Objective
Retype exactly the stretch of lines that begins at the line containing "Q: Identify a point on each instance of the long" and ends at the last line of the data, with no other lines.

Data for processing

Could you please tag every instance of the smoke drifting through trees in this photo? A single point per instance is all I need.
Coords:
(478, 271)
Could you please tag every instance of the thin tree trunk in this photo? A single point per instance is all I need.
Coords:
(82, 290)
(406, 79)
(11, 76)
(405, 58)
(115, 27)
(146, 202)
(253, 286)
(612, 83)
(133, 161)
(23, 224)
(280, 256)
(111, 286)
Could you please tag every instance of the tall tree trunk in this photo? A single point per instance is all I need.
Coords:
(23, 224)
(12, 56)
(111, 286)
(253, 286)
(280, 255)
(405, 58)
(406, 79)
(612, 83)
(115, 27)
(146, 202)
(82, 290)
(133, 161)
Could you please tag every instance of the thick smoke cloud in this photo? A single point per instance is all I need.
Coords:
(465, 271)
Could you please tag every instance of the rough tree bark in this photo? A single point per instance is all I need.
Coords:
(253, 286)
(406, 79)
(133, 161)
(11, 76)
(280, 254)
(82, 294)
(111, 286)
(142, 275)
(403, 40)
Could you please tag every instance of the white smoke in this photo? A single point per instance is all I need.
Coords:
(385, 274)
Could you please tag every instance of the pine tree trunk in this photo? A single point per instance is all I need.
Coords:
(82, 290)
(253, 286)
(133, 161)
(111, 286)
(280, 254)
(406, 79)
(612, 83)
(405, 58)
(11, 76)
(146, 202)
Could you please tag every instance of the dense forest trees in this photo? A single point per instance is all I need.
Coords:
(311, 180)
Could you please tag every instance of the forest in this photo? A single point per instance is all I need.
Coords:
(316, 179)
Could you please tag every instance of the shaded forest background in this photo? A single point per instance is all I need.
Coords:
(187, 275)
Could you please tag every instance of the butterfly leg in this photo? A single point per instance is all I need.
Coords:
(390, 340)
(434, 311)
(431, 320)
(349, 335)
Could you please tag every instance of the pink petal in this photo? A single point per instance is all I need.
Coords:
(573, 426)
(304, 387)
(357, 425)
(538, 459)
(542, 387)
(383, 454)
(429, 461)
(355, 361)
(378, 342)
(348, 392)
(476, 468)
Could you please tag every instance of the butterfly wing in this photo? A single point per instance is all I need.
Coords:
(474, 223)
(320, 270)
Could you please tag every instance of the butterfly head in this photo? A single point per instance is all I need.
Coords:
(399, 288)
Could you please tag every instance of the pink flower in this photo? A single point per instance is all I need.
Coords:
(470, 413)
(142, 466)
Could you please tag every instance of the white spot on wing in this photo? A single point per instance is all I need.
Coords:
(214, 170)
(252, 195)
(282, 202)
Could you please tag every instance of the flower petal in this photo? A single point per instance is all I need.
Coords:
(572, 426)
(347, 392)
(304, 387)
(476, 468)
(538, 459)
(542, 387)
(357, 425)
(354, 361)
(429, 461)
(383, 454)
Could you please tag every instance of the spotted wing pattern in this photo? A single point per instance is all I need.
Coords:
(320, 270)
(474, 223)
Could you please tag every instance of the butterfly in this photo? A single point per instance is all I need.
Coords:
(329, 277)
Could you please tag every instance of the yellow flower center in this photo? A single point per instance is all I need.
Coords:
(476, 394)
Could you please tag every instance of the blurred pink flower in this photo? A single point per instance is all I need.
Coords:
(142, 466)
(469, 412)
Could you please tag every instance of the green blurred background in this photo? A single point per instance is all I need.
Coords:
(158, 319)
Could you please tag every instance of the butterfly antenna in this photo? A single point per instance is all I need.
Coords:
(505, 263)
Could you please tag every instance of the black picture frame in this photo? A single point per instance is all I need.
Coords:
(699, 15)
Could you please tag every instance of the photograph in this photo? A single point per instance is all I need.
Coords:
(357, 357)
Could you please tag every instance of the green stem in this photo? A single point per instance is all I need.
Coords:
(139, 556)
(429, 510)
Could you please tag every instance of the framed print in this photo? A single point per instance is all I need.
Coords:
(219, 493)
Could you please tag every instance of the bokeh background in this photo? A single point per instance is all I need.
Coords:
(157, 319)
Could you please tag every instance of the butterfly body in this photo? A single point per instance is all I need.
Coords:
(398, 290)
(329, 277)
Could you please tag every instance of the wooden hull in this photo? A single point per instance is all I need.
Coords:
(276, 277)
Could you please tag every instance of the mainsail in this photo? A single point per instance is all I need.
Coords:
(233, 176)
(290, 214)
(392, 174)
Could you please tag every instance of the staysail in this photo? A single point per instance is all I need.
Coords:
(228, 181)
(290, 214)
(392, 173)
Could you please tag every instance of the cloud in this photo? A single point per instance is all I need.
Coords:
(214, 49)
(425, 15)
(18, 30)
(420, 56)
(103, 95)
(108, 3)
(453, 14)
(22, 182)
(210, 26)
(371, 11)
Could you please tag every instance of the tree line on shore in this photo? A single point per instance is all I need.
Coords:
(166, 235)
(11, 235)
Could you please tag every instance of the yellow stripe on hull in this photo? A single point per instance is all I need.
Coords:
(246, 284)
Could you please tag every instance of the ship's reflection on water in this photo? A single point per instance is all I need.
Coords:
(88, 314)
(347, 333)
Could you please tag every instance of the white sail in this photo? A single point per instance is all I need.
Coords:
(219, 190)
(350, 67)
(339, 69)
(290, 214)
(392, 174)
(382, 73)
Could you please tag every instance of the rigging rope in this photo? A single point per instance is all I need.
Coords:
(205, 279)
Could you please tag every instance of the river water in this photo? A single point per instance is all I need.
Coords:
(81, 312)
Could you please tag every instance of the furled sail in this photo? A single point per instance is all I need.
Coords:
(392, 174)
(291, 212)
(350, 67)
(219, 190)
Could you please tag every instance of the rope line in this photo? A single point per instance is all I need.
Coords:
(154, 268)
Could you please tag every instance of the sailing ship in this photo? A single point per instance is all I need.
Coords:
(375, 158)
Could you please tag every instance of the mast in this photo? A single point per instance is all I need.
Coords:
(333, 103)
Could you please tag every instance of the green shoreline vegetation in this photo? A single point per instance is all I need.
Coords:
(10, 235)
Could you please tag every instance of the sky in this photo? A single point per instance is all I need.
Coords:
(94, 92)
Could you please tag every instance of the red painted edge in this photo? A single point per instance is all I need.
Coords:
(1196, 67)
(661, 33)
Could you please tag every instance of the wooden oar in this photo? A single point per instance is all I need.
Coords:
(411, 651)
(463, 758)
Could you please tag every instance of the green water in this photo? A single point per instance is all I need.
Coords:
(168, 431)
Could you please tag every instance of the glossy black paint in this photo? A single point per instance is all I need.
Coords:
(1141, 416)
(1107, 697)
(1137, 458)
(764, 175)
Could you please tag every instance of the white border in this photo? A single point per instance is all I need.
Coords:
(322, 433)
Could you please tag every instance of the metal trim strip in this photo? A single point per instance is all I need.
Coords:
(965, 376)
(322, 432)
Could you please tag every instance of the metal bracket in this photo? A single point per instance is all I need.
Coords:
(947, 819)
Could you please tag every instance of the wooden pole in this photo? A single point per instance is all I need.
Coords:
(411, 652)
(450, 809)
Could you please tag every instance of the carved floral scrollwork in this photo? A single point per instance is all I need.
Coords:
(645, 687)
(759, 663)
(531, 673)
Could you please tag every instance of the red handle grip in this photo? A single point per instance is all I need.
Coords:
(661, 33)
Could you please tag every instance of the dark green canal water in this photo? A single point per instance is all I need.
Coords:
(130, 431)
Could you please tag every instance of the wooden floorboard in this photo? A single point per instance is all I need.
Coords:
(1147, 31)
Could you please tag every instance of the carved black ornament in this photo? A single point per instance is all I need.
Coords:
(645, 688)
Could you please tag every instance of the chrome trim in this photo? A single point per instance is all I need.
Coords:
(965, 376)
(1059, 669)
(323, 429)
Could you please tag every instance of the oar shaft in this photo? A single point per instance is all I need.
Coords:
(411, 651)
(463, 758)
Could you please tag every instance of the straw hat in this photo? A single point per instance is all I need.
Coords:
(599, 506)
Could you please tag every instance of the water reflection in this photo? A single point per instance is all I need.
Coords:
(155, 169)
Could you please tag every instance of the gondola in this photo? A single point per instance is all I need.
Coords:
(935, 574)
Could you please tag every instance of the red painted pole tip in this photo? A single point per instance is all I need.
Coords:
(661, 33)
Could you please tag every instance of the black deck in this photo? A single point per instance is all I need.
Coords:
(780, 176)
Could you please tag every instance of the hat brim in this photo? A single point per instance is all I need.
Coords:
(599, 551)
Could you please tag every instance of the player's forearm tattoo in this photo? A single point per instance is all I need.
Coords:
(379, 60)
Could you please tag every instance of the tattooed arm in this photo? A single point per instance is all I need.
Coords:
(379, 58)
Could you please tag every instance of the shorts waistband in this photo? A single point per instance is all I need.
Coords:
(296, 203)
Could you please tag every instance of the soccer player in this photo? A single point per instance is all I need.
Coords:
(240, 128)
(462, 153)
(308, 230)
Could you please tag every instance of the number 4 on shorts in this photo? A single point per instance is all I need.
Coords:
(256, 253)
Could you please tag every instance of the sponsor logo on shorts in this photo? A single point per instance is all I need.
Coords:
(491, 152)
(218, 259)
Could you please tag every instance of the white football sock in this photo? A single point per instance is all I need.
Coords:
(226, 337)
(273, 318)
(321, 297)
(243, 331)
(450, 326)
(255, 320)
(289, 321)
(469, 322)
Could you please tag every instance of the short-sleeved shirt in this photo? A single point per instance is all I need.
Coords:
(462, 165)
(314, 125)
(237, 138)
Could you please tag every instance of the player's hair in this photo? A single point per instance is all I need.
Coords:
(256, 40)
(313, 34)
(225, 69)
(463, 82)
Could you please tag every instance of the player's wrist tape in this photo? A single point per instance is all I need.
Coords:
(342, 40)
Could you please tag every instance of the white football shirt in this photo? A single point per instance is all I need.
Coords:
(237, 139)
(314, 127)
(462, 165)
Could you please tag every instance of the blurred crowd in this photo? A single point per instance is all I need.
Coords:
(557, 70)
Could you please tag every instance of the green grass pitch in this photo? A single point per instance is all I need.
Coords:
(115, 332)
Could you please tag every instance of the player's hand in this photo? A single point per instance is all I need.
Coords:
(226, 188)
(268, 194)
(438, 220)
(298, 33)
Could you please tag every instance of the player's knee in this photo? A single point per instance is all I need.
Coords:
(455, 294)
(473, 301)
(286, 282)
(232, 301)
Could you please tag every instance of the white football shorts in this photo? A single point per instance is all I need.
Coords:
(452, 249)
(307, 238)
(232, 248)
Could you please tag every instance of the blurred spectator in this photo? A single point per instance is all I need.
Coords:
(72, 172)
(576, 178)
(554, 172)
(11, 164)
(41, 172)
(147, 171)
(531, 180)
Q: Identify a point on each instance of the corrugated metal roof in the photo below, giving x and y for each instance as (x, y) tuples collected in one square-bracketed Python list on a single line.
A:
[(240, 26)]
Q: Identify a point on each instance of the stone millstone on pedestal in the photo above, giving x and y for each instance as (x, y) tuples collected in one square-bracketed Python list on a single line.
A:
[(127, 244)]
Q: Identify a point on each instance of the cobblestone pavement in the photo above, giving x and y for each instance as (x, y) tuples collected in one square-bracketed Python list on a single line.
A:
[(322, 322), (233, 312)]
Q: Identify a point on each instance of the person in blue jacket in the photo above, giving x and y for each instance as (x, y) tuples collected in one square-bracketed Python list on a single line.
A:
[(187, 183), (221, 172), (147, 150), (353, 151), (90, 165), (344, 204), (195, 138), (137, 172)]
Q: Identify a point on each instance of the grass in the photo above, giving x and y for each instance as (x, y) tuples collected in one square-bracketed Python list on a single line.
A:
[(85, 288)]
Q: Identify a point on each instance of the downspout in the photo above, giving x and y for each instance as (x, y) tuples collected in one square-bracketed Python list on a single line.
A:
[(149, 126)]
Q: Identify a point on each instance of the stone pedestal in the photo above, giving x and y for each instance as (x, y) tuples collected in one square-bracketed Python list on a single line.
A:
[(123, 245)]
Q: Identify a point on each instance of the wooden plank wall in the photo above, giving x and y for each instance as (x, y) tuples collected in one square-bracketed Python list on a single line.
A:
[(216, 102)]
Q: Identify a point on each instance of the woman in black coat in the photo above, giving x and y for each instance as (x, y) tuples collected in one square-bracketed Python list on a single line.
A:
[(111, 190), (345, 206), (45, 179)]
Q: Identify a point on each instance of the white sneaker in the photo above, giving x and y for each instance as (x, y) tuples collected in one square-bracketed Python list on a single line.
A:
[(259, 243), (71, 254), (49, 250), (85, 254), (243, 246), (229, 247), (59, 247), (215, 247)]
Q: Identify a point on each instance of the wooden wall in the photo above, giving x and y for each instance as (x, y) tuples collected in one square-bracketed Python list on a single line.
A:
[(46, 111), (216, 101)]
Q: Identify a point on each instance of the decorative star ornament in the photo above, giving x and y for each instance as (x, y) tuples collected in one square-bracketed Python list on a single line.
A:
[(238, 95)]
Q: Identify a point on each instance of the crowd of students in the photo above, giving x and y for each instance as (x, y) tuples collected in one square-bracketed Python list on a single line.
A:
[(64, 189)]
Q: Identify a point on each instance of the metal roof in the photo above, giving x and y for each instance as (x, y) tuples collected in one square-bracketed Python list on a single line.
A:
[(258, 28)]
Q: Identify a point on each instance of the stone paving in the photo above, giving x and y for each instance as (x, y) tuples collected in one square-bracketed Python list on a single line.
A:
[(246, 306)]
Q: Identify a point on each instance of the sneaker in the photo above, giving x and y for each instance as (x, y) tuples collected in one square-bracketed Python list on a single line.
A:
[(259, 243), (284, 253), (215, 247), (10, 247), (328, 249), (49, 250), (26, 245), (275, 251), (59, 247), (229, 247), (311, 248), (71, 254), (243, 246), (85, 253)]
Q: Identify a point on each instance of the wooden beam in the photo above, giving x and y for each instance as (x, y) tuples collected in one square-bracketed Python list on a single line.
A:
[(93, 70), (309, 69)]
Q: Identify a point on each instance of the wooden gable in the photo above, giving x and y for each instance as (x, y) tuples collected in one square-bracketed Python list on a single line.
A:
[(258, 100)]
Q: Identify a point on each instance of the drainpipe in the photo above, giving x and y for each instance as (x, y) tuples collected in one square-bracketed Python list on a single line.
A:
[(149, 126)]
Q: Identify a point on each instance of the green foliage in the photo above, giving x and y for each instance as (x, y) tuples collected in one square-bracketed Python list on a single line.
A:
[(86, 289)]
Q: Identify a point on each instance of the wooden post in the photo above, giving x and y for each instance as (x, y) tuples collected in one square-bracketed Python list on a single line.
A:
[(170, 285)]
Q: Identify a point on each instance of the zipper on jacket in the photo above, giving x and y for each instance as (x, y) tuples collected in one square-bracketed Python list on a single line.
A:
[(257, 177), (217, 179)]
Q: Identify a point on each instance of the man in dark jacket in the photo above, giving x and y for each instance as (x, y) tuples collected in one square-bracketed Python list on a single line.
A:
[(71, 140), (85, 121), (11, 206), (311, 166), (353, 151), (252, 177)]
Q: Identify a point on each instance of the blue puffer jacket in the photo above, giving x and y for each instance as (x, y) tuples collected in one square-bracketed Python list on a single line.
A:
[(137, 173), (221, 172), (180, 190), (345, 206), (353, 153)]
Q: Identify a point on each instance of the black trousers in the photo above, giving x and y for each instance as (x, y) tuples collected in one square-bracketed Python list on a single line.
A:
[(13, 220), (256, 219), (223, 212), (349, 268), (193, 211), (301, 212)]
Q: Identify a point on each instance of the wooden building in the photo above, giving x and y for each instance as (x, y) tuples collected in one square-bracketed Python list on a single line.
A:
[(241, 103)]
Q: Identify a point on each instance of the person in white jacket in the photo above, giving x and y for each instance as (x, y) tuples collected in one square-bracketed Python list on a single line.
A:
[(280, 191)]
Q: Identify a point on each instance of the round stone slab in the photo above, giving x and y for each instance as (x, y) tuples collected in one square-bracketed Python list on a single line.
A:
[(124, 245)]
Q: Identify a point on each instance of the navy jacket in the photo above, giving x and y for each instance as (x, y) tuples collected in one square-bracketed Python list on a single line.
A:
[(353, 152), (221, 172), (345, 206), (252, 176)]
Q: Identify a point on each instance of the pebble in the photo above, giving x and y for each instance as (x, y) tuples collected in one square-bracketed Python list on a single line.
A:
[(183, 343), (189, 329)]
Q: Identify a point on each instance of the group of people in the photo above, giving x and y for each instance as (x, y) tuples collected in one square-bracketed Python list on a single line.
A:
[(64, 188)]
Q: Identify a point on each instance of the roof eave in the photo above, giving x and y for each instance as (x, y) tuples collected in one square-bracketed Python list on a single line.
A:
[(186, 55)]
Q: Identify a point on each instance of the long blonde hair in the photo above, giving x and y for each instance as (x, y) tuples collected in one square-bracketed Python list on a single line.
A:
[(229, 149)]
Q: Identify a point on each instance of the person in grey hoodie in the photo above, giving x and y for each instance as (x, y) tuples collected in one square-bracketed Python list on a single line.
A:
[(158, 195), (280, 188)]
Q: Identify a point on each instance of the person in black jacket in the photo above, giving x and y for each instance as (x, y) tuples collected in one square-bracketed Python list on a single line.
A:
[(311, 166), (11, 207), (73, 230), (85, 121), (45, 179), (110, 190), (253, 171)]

Response
Q: Identify a point on each instance of the long blonde hair in the photo above, giving x and y for each instance as (x, y) tuples collected in one square-bracketed Python list on a single line.
A:
[(229, 149)]
Q: Identify a point on each instance of the person in grey hoodie in the photo above, giving x and y for each instance as (x, y) tuples collected in one square-bracketed Python list on a single line.
A:
[(158, 195), (280, 188)]
Q: Identify a point on each instance of the person in black jacket in the photo above, giving x and y for each instance as (x, y) tuples collected in one square-bracketed Python list on a single line.
A:
[(311, 166), (11, 207), (73, 230), (85, 121), (45, 179), (110, 190), (253, 171)]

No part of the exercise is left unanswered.